Hercule Poiroreo et la mystérieuse crème manquante
Oréo réduflationne-t-il sa petite crème? Appelez-nous Marie, Maude et Denis, parce qu'on mène l'enquête.
Tout ne tourne pas rond dans le royaume du ti-biscuit rond. Les fans de Oreo sont en colère. Elleux qui léchaient autrefois la crème de leur biscuit favori avec délectation trempent aujourd’hui leur dessert dans un verre d’amertume et de rancoeur. Est-ce la faute du capitalisme? Puisque vous lisez un texte de Vas-tu finir ton assiette, les chances sont bonnes que ce soit ça le punch. Mais continuez à lire quand même. Juste au cas.
Un sous-titre choquant, pour attirer votre attention
Tout a commencé, où d’autre, sur les médias sociaux. Dans une vidéo TikTok, une femme se plaignait que le rond de crémage du Oreo, qui historiquement touchait presque les bords du croustillant biscuit, est désormais réduit à un minuscule petit rond de rien.
S’il y a une chose que nous ont bien inculqué nos parents, la même génération qui partage sans se questionner l’espèce de texte au jargon pseudo-légal qui empêche prétendument Facebook de voler tes données pis de devenir propriétaire de toutes tes photos dans ton timeshare en Floride ou whatever, c’est bien qu’il ne faut pas croire tout ce que l’on voit sur internet.
C’est-tu vrai, l’histoire des Oreo qui shrinkflationnent? C’est-tu-ti pas vrai?
Une seule façon de le savoir : consulter le travail journalistique de prestigieux médias d’information qui, entre deux entrevues serrées avec des ministres et juste avant de faire tomber un puissant homme d’affaires de son piédestal en dévoilant un scandale et/ou financier et/ou sexuel, ont couvert la question.
Et c’est ainsi qu’article après article après article, nous pûmes apprendre que les journalistes avaient appris… que sur internet… des gens disaient que.

+---+

■ **Consigne**: Citez mot pour mot le passage de l'extrait sur les Oreo qui va de « Hercule Poiroreo et » jusqu'à « Juste au cas. » inclus.

+---+

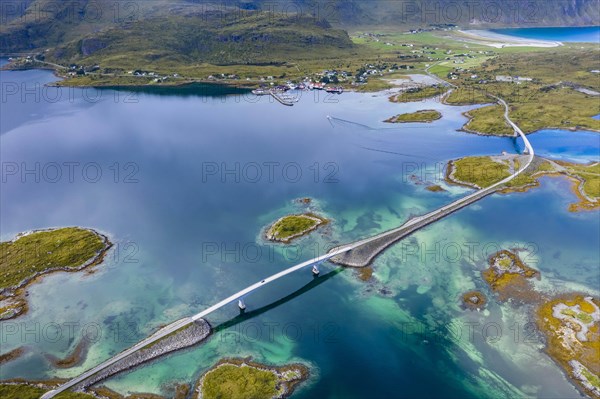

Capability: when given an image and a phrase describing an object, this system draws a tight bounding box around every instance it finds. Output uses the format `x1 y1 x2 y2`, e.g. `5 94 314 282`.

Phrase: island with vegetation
384 109 442 123
0 227 112 320
389 84 448 103
481 250 540 301
197 359 309 399
461 291 487 311
445 154 600 212
266 213 329 244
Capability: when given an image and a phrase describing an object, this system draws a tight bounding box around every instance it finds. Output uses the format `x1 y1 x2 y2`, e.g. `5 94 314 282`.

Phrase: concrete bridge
40 97 535 399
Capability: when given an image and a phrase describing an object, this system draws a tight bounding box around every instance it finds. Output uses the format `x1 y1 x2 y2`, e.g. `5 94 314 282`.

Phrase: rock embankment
74 319 211 391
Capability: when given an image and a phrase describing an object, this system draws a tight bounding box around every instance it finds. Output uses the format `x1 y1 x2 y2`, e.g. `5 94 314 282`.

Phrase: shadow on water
213 267 345 333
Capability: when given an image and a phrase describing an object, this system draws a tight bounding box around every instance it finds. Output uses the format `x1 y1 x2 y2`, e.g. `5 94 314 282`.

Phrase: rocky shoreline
265 213 329 244
0 227 113 321
197 358 310 399
74 319 211 391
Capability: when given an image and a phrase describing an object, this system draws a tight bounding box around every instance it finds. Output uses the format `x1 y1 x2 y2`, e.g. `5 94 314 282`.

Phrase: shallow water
0 65 600 398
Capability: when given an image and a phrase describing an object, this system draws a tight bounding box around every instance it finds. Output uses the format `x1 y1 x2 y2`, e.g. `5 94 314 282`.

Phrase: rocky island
0 227 112 320
384 109 442 123
266 213 329 244
445 154 600 212
196 359 309 399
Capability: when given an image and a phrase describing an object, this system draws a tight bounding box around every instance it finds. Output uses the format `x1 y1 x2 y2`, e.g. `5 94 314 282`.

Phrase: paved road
40 93 534 399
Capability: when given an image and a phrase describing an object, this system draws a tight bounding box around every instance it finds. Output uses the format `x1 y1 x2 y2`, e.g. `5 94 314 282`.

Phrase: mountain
0 0 600 64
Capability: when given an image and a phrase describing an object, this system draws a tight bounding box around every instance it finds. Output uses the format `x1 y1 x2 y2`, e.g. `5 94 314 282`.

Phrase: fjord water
492 26 600 43
0 64 600 398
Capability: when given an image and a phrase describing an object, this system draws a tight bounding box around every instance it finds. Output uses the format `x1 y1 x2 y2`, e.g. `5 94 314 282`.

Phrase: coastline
444 157 600 212
0 226 113 321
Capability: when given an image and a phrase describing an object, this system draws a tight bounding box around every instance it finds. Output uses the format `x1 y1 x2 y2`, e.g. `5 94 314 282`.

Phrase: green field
201 364 278 399
0 384 96 399
385 109 442 123
267 214 325 242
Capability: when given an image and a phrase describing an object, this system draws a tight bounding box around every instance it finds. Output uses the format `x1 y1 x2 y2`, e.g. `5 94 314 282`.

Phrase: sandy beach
457 29 563 48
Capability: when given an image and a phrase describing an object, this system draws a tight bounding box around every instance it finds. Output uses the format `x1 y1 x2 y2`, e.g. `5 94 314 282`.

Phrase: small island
461 291 487 311
0 379 189 399
384 109 442 123
461 105 515 136
266 213 329 244
537 294 600 398
481 250 540 301
196 359 309 399
389 84 447 103
445 154 600 212
0 227 112 320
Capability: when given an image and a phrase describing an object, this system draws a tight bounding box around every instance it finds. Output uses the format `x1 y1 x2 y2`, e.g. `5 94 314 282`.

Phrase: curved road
40 94 534 399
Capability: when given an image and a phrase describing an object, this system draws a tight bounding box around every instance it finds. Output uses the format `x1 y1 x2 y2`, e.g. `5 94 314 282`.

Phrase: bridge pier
312 263 321 277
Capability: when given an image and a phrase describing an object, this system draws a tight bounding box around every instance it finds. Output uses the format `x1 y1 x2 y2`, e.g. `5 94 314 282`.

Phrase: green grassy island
384 109 442 123
446 155 600 212
266 213 329 244
198 359 308 399
461 291 487 311
0 227 112 320
537 294 600 398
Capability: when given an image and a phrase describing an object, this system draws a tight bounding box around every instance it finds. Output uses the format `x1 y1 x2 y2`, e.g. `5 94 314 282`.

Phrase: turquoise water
492 26 600 43
0 66 600 398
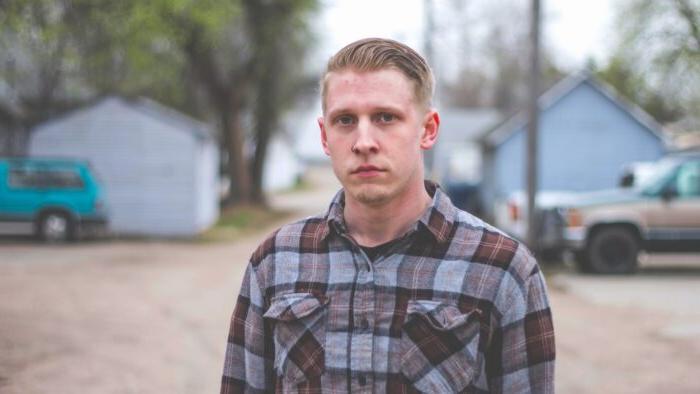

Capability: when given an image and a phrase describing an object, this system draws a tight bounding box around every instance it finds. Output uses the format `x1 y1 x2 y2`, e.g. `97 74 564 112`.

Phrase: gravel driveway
0 169 700 394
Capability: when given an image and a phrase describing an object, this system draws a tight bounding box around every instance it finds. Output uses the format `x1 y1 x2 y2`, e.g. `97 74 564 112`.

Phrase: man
221 39 554 393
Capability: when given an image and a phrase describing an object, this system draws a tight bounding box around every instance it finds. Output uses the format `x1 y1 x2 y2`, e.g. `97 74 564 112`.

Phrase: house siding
29 99 218 236
492 81 664 203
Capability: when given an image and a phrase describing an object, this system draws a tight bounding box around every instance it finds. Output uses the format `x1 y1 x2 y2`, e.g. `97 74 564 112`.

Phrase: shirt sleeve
221 264 275 394
486 257 555 393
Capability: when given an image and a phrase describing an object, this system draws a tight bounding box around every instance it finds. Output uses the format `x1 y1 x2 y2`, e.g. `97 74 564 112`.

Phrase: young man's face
318 69 439 205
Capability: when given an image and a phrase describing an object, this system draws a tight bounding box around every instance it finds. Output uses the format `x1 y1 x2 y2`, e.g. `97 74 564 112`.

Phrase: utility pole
525 0 540 249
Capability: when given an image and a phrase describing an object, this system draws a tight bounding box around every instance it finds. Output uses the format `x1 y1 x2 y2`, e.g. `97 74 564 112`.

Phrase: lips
351 165 385 177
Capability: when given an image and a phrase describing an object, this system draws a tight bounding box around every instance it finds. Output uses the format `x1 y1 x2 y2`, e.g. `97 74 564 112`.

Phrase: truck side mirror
661 186 676 202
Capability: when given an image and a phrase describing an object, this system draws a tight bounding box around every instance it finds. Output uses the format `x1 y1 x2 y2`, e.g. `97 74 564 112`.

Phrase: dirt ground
0 171 700 394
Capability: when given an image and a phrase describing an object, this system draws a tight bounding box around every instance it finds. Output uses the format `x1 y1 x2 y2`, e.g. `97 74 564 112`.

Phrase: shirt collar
318 180 458 243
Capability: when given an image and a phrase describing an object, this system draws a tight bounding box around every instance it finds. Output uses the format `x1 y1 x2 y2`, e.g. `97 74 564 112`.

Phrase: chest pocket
263 293 328 384
401 300 481 393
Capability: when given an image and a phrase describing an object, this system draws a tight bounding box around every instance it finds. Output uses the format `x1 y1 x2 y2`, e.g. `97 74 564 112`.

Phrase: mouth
350 165 386 177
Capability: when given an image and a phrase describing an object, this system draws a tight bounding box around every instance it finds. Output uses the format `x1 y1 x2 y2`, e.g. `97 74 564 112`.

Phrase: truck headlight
564 208 583 227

+---+

■ **Réponse**:
Hercule Poiroreo et la mystérieuse crème manquante
Oréo réduflationne-t-il sa petite crème? Appelez-nous Marie, Maude et Denis, parce qu'on mène l'enquête.
Tout ne tourne pas rond dans le royaume du ti-biscuit rond. Les fans de Oreo sont en colère. Elleux qui léchaient autrefois la crème de leur biscuit favori avec délectation trempent aujourd’hui leur dessert dans un verre d’amertume et de rancoeur. Est-ce la faute du capitalisme? Puisque vous lisez un texte de Vas-tu finir ton assiette, les chances sont bonnes que ce soit ça le punch. Mais continuez à lire quand même. Juste au cas.